Passage for review:

::::::::

Najee Strickland’s Black Fist Series: Short Film Pt. II will premiere at a red carpet event June 17th at Fourth Bluff Park between Front and Riverside Drive.
“The Black Fist Series started out as a series of paintings I did based on social issues, propaganda, and things that were noticed or not noticed in the media focusing around Blacks and minorities,” says Strickland, 31. “And it expanded from there.
“I still paint, but I do short films out of that. I do podcasts, talks with individuals about their life living in America.”
He believes the devastating June 3rd, 2015 flood in Ghana didn’t get played up by the media. “Media didn’t say much about it. I don’t know if it’s based on minorities or what, but people who are shades darker are looked down on more than anyone else. That’s just with anything. I just wanted to shed a light on that.”

::::::::

Data to examine:
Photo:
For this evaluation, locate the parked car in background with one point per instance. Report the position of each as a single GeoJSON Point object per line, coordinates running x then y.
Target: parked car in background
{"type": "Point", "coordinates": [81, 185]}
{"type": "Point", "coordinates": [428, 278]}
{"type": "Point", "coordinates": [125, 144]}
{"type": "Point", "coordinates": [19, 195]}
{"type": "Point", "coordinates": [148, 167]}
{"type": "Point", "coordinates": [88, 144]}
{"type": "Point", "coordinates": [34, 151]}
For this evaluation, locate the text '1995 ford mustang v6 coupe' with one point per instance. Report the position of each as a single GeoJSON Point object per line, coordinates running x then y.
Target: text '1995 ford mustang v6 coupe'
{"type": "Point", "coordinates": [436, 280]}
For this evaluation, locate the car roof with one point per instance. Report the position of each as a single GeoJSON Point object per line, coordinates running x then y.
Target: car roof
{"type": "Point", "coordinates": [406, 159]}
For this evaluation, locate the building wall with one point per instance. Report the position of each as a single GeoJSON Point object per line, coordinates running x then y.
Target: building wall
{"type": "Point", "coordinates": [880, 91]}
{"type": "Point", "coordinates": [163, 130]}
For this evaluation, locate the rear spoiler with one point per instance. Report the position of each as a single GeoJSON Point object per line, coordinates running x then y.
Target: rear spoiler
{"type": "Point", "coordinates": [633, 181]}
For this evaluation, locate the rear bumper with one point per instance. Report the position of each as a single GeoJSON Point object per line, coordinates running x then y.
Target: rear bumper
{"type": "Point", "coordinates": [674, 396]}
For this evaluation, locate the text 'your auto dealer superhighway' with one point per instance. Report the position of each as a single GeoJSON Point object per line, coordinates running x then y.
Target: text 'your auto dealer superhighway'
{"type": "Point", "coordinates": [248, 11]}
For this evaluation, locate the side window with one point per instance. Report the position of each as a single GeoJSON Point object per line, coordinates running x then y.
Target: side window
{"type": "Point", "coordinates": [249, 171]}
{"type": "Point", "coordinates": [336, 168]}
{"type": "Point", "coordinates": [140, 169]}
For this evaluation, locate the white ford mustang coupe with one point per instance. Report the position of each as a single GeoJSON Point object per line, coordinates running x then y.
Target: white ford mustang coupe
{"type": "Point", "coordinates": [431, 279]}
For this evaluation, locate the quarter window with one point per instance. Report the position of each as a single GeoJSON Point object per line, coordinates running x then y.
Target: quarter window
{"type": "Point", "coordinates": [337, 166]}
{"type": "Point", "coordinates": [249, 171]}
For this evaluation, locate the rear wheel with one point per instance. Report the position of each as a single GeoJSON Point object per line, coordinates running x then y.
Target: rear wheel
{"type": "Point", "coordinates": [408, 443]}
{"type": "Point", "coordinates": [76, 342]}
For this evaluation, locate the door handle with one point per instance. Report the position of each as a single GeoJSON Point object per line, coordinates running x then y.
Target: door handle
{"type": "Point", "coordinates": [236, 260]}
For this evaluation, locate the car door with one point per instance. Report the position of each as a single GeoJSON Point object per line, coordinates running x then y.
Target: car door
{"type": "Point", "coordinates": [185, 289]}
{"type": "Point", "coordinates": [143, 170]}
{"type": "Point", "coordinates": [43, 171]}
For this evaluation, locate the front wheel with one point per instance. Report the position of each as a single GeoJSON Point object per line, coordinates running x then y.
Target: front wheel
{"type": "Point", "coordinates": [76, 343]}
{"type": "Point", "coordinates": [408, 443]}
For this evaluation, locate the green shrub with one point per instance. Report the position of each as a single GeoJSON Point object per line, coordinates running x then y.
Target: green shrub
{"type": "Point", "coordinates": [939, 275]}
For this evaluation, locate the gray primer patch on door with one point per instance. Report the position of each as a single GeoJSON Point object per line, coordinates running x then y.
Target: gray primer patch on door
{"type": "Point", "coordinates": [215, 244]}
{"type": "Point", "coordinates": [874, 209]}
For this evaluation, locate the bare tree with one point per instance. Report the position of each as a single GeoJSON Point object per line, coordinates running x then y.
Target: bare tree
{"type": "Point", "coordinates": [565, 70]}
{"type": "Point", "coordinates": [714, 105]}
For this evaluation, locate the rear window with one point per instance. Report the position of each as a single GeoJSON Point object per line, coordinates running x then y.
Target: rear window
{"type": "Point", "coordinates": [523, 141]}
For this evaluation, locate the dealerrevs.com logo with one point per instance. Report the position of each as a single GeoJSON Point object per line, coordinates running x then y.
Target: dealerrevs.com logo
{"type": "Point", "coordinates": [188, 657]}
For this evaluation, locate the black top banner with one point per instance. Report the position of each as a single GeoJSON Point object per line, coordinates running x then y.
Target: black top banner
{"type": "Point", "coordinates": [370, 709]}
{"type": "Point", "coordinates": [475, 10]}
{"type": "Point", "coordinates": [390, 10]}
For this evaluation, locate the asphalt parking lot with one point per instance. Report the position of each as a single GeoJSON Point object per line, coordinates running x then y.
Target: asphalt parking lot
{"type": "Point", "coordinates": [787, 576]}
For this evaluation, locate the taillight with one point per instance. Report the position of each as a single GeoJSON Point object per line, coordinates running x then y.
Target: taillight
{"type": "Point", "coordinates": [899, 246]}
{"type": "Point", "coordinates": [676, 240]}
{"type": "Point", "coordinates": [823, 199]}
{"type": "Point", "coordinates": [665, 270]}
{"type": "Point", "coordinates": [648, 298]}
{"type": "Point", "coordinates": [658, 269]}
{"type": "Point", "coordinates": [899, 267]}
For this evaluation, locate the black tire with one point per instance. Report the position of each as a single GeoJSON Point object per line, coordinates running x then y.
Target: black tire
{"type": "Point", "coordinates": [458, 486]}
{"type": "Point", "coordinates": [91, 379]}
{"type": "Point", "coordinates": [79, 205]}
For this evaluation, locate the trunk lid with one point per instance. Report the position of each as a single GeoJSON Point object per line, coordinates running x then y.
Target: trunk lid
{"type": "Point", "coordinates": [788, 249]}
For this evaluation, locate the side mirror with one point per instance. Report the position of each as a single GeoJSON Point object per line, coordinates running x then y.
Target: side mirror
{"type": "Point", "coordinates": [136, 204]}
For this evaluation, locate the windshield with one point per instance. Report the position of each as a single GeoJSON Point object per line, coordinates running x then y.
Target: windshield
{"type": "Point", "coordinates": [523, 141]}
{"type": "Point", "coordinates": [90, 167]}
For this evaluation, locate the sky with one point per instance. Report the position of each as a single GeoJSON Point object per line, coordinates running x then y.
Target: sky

::::::::

Prompt 1:
Answer these questions about the article on Najee Strickland's Black Fist Series:
(a) Where will Black Fist Series: Short Film Pt. II premiere?
(b) How old is Strickland?
(c) Which event does Strickland believe the media did not play up?
Prompt 2: Carry on the article about Najee Strickland's Black Fist Series from where it stops.
The items have no connection to the article about Najee Strickland's Black Fist Series.

Exercise response 1:
(a) At Fourth Bluff Park, between Front and Riverside Drive.
(b) 31.
(c) The June 3rd, 2015 flood in Ghana.

Exercise response 2:
Strickland is also working on a comic book, to be titled either The Chronicles of the Black Fist or The Untold Stories of the Black Fist.
His first Black Fist film, Black Fist Series: Short Film Pt. 1, which was set to his paintings, was released in 2017. “We did that at the Memphis Slim house. It was just about a dad and his child making it through life. Or just going through life.”
Strickland’s latest film, which he made with an ArtsMemphis grant, is “based on a Black male trying to make it in America and express his individuality and creativity. It’s full of zeitgeist based on the Black inferiority complex.”
He got “this inferiority complex idea” from Tom Burrell’s book, Brainwashed: Challenging the Myth of Black Inferiority. “It’s like the mindset that Black and minorities think they are lower in society, but they’re really not.”
Strickland plays the lead in the movie, directed by Blake Heimbach of HotKey Studios. It opens with Strickland sitting in a classroom, waiting to get his test results from his Emergency Medical Service final exam so he can obtain his license to continue working at his job as a firefighter. He will have to retake the test if he doesn’t get a passing grade. “Then the administrator comes in and sets the results on the table.”
Strickland discovers he failed the exam because he cheated. “I get expelled from the course.”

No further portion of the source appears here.